# Task requirements:
Write out every line of the material as it stands, apart from the pictures.
--- START ---
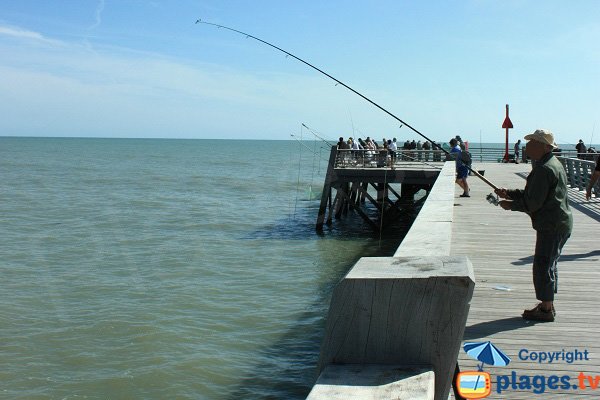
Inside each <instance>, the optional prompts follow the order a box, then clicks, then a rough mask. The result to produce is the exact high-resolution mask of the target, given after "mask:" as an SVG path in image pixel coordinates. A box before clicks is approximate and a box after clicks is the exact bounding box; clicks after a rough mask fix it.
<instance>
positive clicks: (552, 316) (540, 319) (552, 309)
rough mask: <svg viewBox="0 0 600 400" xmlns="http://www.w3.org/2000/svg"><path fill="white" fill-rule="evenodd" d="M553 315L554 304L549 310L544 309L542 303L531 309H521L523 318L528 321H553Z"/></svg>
mask: <svg viewBox="0 0 600 400" xmlns="http://www.w3.org/2000/svg"><path fill="white" fill-rule="evenodd" d="M555 316H556V311H555V310H554V306H552V309H551V310H544V309H542V303H540V304H538V305H537V306H535V307H534V308H532V309H531V310H525V311H523V319H526V320H529V321H541V322H554V317H555Z"/></svg>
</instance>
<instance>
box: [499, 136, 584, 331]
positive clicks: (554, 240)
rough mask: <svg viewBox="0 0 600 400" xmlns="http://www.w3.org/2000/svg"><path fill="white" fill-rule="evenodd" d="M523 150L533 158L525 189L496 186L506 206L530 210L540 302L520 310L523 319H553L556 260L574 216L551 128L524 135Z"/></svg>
--- END ---
# Response to the exercise:
Inside each <instance>, the optional prompts follow the order a box, then clicks, then a rough mask. The result to produce is the exact high-resolution mask of the target, given after "mask:" as an SVG path in image pixel coordinates. A box before clicks is approximate and a box after clicks is the exact bounding box; clicks after a rough mask fix it.
<instance>
positive clicks: (552, 316) (540, 319) (552, 309)
rough mask: <svg viewBox="0 0 600 400" xmlns="http://www.w3.org/2000/svg"><path fill="white" fill-rule="evenodd" d="M553 315L554 304L549 310L544 309L542 303L531 309H521L523 318L528 321H553Z"/></svg>
mask: <svg viewBox="0 0 600 400" xmlns="http://www.w3.org/2000/svg"><path fill="white" fill-rule="evenodd" d="M555 316H556V311H555V310H554V306H552V309H551V310H544V309H542V303H540V304H538V305H537V306H535V307H534V308H532V309H531V310H525V311H523V319H526V320H529V321H541V322H554V317H555Z"/></svg>
</instance>
<instance>
box: [499, 136, 584, 331]
positive clicks: (554, 240)
rough mask: <svg viewBox="0 0 600 400" xmlns="http://www.w3.org/2000/svg"><path fill="white" fill-rule="evenodd" d="M523 150L533 158L525 189L496 186L506 206L530 210L540 302L520 310L523 319H553L556 260L574 216L551 128L524 135Z"/></svg>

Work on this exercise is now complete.